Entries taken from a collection
────────────────────
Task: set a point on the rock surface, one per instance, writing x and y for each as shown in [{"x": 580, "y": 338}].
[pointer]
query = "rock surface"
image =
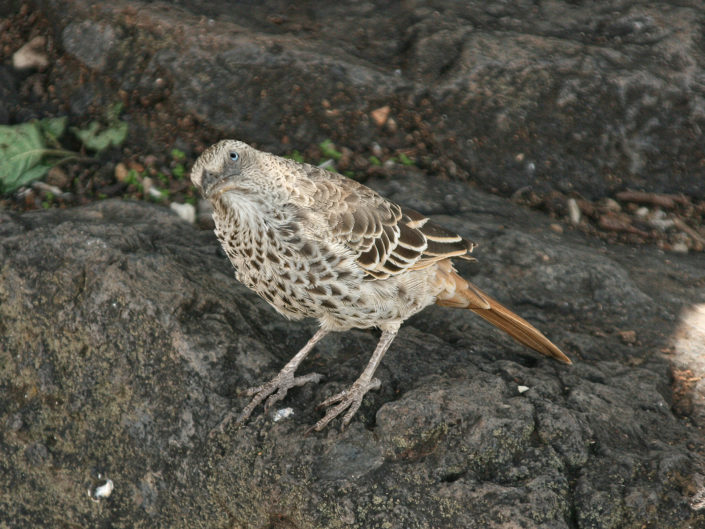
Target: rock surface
[
  {"x": 575, "y": 96},
  {"x": 124, "y": 339}
]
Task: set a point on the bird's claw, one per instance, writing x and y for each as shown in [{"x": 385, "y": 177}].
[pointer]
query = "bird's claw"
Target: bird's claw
[
  {"x": 349, "y": 399},
  {"x": 274, "y": 391}
]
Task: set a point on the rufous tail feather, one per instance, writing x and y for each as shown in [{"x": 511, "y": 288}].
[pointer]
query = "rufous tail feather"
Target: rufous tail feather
[{"x": 468, "y": 296}]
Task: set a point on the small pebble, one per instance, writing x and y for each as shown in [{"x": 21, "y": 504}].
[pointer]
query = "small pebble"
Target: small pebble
[
  {"x": 104, "y": 491},
  {"x": 185, "y": 211},
  {"x": 380, "y": 115},
  {"x": 31, "y": 55},
  {"x": 121, "y": 172},
  {"x": 642, "y": 212},
  {"x": 610, "y": 204},
  {"x": 283, "y": 413},
  {"x": 628, "y": 336},
  {"x": 574, "y": 212},
  {"x": 679, "y": 247}
]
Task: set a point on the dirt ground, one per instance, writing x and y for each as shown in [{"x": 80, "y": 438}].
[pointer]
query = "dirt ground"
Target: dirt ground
[{"x": 153, "y": 163}]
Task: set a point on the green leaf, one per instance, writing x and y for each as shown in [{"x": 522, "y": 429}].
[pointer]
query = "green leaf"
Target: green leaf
[
  {"x": 21, "y": 151},
  {"x": 328, "y": 149},
  {"x": 96, "y": 139},
  {"x": 178, "y": 154},
  {"x": 404, "y": 159}
]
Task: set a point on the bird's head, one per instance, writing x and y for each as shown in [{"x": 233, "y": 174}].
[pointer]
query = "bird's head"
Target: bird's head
[{"x": 233, "y": 167}]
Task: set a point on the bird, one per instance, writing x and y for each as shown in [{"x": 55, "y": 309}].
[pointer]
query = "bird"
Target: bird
[{"x": 316, "y": 244}]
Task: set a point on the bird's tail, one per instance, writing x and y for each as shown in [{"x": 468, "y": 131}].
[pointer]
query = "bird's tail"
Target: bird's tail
[{"x": 462, "y": 294}]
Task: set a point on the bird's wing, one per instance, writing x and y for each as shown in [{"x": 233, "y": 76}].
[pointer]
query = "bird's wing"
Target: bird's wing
[{"x": 386, "y": 238}]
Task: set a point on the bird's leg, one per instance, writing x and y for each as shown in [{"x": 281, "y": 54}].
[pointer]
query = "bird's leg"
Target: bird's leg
[
  {"x": 351, "y": 398},
  {"x": 280, "y": 384}
]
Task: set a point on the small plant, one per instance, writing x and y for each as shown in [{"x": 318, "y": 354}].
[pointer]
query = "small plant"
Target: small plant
[
  {"x": 405, "y": 160},
  {"x": 329, "y": 151},
  {"x": 29, "y": 150},
  {"x": 178, "y": 155},
  {"x": 178, "y": 171},
  {"x": 97, "y": 137}
]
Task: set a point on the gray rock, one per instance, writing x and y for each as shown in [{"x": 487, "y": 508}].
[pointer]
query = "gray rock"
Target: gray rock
[
  {"x": 124, "y": 339},
  {"x": 565, "y": 95}
]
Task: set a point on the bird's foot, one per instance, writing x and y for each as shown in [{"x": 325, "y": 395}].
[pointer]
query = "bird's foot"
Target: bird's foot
[
  {"x": 274, "y": 391},
  {"x": 350, "y": 400}
]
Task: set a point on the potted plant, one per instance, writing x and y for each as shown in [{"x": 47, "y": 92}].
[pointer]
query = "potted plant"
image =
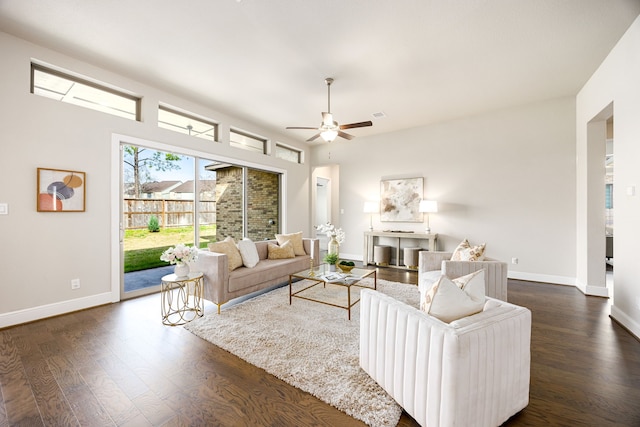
────────────────────
• **EXERCISE AIM**: The required output is every line above that contains the string "potted".

• **SOLVED EXERCISE**:
Task: set a point on the potted plant, one per instance, writing x and y for each as shown in [{"x": 47, "y": 92}].
query = "potted plant"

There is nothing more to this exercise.